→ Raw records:
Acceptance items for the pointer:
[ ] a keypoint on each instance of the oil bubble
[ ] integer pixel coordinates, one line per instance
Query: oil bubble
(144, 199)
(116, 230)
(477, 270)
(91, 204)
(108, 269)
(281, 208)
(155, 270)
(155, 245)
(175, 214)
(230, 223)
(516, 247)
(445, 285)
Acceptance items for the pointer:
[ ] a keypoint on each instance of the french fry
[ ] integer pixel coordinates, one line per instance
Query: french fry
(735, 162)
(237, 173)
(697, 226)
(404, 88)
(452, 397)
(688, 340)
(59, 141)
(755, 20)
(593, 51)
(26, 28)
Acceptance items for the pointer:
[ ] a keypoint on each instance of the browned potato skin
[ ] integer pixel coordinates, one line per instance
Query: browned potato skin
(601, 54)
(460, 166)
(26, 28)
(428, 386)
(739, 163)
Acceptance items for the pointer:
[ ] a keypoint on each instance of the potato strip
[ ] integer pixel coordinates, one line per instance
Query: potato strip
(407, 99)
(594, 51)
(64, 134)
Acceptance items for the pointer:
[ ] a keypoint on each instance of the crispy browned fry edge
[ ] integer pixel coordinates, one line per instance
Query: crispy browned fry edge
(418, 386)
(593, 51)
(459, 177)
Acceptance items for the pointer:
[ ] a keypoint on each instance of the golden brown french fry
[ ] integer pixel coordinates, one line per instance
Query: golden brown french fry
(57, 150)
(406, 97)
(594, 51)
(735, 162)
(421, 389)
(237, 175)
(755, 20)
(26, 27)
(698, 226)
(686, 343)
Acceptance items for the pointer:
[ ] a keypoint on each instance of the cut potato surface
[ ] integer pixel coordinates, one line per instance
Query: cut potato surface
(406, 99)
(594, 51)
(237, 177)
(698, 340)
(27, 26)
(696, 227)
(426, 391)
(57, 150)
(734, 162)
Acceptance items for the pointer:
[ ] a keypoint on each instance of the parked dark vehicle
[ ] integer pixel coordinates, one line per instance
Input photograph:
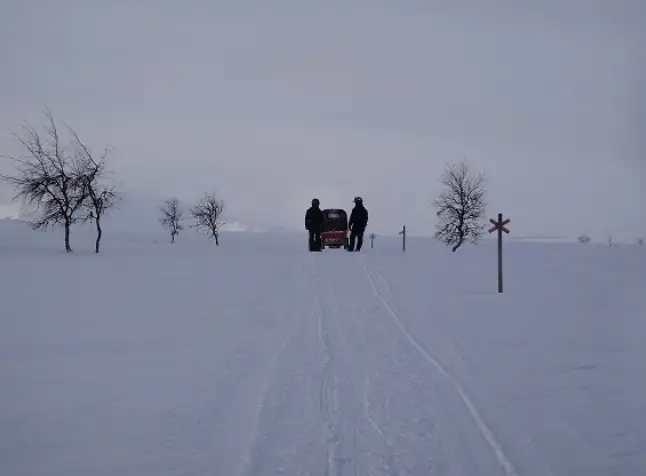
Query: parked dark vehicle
(335, 228)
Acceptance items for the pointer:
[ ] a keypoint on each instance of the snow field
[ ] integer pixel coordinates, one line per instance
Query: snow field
(259, 358)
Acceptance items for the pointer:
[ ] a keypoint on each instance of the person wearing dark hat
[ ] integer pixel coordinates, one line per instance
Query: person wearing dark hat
(357, 224)
(314, 225)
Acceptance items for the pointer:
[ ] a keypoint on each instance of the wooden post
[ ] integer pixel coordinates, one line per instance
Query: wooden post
(499, 226)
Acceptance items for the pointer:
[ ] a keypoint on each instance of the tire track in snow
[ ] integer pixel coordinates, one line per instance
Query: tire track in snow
(505, 463)
(390, 457)
(287, 332)
(326, 387)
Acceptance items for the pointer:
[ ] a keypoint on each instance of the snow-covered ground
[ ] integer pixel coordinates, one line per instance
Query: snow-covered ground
(259, 358)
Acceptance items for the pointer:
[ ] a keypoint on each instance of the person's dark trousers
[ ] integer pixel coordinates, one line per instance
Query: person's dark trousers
(356, 235)
(315, 241)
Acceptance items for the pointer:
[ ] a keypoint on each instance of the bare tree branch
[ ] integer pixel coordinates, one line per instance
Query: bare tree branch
(48, 178)
(99, 198)
(171, 218)
(207, 214)
(460, 207)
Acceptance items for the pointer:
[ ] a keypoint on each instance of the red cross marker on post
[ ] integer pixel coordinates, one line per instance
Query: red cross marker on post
(499, 226)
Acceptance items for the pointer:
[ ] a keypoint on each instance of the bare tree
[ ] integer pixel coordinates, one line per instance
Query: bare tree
(171, 218)
(460, 207)
(99, 198)
(49, 178)
(207, 214)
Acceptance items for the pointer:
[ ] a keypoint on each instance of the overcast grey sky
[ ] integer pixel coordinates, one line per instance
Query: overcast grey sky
(274, 102)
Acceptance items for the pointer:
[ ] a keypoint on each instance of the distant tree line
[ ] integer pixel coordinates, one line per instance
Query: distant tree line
(206, 213)
(66, 183)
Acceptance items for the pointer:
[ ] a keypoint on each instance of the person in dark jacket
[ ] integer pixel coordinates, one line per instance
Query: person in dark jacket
(357, 224)
(314, 225)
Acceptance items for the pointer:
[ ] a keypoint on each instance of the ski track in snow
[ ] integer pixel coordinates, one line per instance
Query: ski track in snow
(506, 464)
(292, 363)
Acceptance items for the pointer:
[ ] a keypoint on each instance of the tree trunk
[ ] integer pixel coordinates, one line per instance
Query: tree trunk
(67, 225)
(458, 244)
(99, 234)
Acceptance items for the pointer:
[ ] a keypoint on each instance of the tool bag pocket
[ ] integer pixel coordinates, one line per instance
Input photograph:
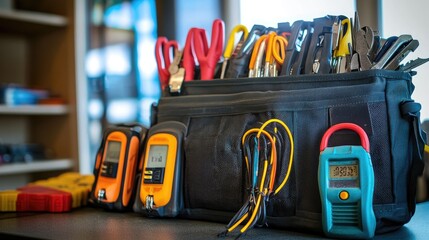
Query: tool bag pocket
(217, 114)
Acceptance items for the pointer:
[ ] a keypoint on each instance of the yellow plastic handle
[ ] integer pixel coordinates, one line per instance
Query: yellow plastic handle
(230, 45)
(345, 39)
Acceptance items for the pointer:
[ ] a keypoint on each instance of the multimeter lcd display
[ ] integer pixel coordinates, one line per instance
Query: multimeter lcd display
(343, 171)
(113, 151)
(344, 174)
(157, 156)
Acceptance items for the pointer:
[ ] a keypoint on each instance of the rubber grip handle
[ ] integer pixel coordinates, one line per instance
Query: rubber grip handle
(349, 126)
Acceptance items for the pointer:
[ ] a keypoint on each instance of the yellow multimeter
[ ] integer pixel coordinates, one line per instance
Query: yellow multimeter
(159, 192)
(116, 166)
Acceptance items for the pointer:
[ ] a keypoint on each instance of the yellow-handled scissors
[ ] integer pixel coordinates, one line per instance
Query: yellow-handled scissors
(344, 46)
(275, 54)
(229, 49)
(345, 39)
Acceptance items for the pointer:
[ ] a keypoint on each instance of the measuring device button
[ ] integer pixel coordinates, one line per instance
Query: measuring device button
(344, 195)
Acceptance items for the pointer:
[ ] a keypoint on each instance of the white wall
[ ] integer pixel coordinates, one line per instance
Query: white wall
(411, 17)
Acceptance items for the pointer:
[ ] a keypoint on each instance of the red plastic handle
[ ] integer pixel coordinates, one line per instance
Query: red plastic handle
(349, 126)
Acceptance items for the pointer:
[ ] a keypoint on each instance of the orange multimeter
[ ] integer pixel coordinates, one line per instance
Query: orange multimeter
(116, 166)
(160, 192)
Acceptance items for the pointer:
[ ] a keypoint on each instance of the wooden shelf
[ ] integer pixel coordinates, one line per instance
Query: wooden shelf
(34, 110)
(27, 22)
(36, 166)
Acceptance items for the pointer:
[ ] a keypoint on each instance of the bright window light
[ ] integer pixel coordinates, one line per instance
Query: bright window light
(271, 12)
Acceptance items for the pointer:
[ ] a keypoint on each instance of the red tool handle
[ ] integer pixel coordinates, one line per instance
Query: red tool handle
(349, 126)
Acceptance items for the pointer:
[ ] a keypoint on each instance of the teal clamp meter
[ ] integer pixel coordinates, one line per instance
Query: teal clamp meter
(346, 184)
(159, 193)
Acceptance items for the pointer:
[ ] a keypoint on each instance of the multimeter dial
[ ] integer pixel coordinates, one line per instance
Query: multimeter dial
(109, 168)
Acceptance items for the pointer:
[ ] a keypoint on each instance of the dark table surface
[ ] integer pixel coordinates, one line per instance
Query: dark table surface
(90, 223)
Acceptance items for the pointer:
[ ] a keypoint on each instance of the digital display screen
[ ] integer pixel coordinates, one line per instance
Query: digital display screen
(113, 151)
(343, 171)
(157, 156)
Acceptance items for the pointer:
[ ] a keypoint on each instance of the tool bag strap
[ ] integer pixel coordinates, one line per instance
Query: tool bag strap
(410, 110)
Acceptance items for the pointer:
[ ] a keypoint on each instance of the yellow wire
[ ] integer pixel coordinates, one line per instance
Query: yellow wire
(258, 202)
(238, 223)
(253, 130)
(291, 149)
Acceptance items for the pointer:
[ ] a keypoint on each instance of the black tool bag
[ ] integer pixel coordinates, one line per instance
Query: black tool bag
(218, 112)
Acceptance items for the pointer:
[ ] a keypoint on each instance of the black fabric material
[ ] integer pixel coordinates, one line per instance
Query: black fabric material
(219, 112)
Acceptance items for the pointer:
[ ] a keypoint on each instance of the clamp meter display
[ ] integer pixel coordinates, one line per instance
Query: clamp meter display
(346, 184)
(116, 166)
(160, 191)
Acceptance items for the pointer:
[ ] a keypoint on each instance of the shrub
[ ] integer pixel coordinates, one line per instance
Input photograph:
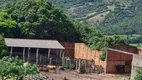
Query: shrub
(13, 68)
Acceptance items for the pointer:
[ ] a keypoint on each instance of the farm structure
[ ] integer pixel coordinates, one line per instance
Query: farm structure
(117, 61)
(41, 52)
(83, 52)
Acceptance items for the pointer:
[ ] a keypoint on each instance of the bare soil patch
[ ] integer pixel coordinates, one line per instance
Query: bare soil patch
(72, 75)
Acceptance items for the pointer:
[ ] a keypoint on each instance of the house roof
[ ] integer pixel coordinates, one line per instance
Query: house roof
(33, 43)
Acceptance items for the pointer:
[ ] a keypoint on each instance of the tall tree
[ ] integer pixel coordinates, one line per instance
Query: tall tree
(6, 24)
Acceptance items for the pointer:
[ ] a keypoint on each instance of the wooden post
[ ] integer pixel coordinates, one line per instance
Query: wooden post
(40, 59)
(76, 65)
(23, 54)
(48, 53)
(28, 54)
(79, 65)
(11, 50)
(57, 51)
(50, 61)
(106, 61)
(63, 55)
(60, 53)
(37, 50)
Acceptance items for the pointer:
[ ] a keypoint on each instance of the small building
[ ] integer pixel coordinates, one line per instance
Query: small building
(115, 58)
(83, 52)
(35, 51)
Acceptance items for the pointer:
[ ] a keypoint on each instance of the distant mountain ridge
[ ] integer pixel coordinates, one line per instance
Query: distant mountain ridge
(110, 16)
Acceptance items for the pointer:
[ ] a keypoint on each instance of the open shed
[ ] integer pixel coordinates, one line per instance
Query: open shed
(35, 51)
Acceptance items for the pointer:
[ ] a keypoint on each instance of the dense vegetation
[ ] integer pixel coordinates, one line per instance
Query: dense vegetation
(13, 69)
(122, 17)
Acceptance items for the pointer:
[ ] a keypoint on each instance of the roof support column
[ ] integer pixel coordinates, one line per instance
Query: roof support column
(11, 50)
(37, 50)
(48, 53)
(28, 54)
(60, 53)
(23, 54)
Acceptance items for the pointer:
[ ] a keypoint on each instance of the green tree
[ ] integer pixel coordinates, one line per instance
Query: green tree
(3, 47)
(6, 24)
(40, 19)
(13, 68)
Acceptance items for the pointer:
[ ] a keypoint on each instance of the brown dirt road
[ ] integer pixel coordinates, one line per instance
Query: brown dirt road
(72, 75)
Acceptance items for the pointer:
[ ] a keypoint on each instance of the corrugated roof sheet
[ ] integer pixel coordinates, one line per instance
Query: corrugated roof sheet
(33, 43)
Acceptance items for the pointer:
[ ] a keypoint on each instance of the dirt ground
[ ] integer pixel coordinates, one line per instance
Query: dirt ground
(72, 75)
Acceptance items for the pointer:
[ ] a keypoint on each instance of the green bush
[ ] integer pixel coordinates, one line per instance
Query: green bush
(139, 74)
(13, 68)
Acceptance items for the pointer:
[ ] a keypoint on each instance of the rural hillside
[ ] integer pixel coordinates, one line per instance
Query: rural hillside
(122, 17)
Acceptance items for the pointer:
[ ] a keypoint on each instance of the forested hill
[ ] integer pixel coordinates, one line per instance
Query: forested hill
(112, 16)
(123, 17)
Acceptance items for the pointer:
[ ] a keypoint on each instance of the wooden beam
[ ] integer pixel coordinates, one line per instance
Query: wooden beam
(48, 53)
(37, 50)
(60, 53)
(11, 50)
(28, 54)
(23, 54)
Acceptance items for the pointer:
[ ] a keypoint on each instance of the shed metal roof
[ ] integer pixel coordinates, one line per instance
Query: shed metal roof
(33, 43)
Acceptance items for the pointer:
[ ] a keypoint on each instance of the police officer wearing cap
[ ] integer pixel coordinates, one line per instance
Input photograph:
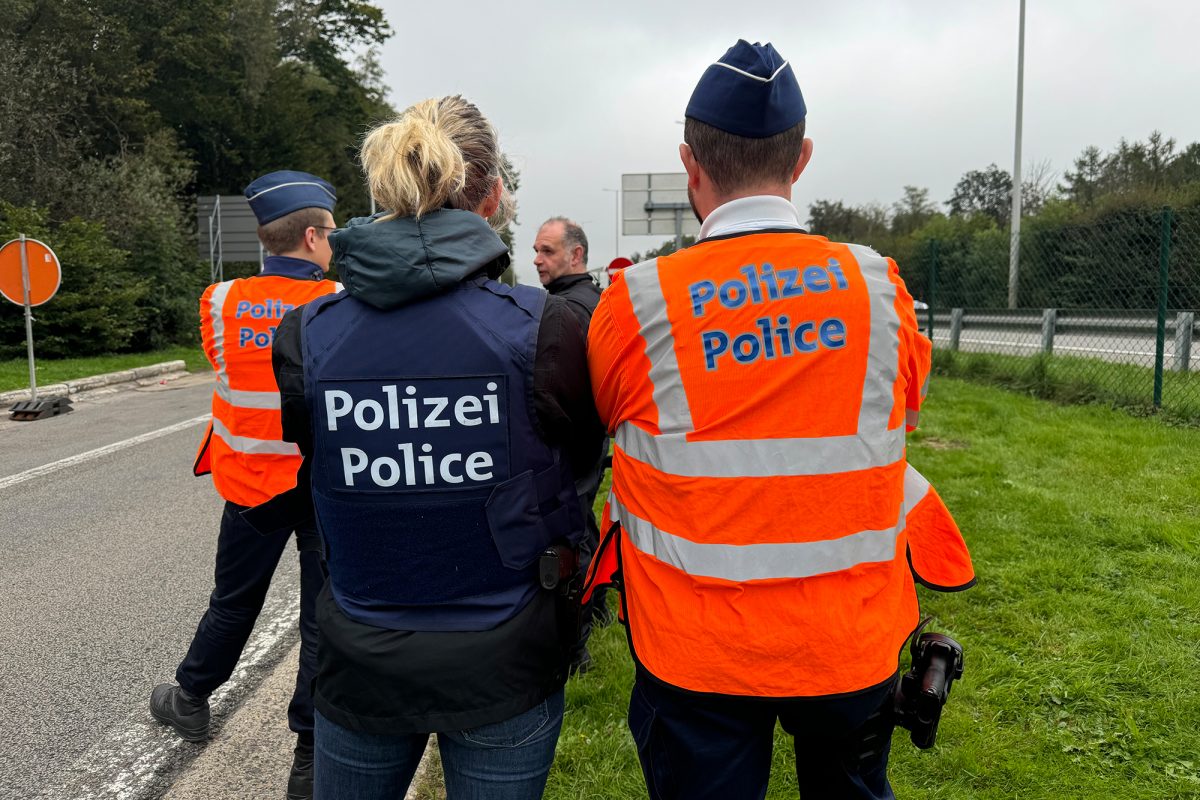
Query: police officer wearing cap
(250, 463)
(765, 524)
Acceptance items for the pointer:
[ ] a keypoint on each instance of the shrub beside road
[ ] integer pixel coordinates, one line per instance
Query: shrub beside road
(15, 372)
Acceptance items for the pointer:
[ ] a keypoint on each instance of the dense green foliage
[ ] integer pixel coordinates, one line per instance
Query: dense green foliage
(117, 114)
(1091, 241)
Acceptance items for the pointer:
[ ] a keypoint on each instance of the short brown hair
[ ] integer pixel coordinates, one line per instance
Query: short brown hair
(736, 162)
(286, 234)
(573, 235)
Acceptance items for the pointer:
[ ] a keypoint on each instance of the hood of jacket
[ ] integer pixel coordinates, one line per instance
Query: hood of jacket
(391, 263)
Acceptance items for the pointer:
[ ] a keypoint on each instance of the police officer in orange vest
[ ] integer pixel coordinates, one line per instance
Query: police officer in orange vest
(765, 525)
(251, 463)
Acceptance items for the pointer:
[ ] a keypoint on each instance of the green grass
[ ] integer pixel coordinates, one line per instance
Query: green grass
(1073, 379)
(1083, 638)
(15, 372)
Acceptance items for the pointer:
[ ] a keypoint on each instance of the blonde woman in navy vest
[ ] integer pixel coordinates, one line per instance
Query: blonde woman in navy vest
(444, 417)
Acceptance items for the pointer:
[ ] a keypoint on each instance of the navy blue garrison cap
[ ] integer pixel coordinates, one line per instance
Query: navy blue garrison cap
(750, 91)
(276, 194)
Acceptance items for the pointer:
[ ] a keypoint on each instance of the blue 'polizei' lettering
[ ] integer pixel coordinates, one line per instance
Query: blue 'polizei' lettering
(765, 283)
(701, 293)
(791, 287)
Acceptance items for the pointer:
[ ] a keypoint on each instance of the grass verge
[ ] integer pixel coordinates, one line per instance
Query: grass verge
(1072, 379)
(15, 372)
(1081, 639)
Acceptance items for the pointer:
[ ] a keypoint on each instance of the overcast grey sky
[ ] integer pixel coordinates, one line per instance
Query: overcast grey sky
(899, 91)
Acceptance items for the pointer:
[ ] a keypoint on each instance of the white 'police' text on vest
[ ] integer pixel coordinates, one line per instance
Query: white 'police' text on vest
(773, 336)
(449, 432)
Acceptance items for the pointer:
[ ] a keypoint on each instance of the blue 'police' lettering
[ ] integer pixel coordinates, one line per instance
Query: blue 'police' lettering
(773, 338)
(270, 308)
(715, 343)
(250, 337)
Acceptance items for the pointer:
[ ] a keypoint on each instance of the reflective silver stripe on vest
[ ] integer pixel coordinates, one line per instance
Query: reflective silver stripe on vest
(671, 452)
(883, 349)
(216, 311)
(651, 308)
(760, 457)
(253, 446)
(739, 563)
(244, 398)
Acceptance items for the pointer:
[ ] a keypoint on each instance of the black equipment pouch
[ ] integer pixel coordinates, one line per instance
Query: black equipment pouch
(923, 690)
(558, 571)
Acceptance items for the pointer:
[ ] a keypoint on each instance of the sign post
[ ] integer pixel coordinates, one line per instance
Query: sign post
(29, 276)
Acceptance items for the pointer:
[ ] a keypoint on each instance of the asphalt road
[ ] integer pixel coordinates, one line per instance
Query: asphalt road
(108, 543)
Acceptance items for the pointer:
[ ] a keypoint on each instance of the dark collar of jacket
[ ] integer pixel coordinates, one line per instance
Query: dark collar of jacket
(292, 268)
(564, 283)
(391, 263)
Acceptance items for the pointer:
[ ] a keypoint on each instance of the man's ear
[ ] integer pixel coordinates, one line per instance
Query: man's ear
(311, 235)
(690, 166)
(491, 203)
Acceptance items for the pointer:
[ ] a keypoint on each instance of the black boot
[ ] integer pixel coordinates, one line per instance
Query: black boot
(300, 780)
(184, 711)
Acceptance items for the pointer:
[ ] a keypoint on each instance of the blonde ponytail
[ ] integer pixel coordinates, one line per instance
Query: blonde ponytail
(437, 152)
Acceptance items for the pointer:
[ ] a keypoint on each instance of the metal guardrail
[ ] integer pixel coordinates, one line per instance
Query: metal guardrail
(1115, 336)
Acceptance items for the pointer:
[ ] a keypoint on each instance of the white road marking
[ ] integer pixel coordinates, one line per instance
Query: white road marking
(71, 461)
(131, 759)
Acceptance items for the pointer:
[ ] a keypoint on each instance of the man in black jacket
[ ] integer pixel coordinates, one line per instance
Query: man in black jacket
(561, 254)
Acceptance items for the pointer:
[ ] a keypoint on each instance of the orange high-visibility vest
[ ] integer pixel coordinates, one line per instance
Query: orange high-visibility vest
(244, 446)
(759, 388)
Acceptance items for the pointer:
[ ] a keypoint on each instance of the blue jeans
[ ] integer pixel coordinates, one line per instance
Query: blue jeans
(503, 761)
(718, 747)
(245, 564)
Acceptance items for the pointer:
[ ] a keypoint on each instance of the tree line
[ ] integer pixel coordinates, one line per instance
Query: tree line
(117, 113)
(1090, 238)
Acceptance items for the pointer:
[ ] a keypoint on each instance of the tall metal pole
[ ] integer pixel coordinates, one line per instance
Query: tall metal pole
(29, 319)
(1014, 245)
(616, 220)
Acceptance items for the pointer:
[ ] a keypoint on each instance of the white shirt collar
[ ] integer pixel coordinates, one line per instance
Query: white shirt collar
(757, 212)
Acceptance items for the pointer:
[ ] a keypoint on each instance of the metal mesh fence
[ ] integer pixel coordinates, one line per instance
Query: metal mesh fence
(1098, 312)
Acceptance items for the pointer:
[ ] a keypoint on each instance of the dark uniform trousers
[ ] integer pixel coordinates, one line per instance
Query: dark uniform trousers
(696, 746)
(245, 563)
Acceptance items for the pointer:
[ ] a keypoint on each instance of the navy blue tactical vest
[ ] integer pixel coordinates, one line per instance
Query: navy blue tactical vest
(433, 491)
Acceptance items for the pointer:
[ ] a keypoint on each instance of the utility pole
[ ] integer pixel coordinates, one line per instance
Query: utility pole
(1014, 245)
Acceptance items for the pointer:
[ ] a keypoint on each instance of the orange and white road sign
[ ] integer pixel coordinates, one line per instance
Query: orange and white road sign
(45, 272)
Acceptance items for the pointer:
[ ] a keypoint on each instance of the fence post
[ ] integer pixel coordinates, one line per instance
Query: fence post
(1049, 322)
(955, 328)
(933, 287)
(1183, 324)
(1164, 259)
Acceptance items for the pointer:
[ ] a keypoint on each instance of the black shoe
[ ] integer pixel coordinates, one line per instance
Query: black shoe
(186, 714)
(300, 780)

→ YOUR TASK: Gather every line in the items above that contains the word "rural" and copy each one out in full.

→ WRITTEN REPLY:
[ ] a keypoint on each instance of the rural hillside
Query: rural hillside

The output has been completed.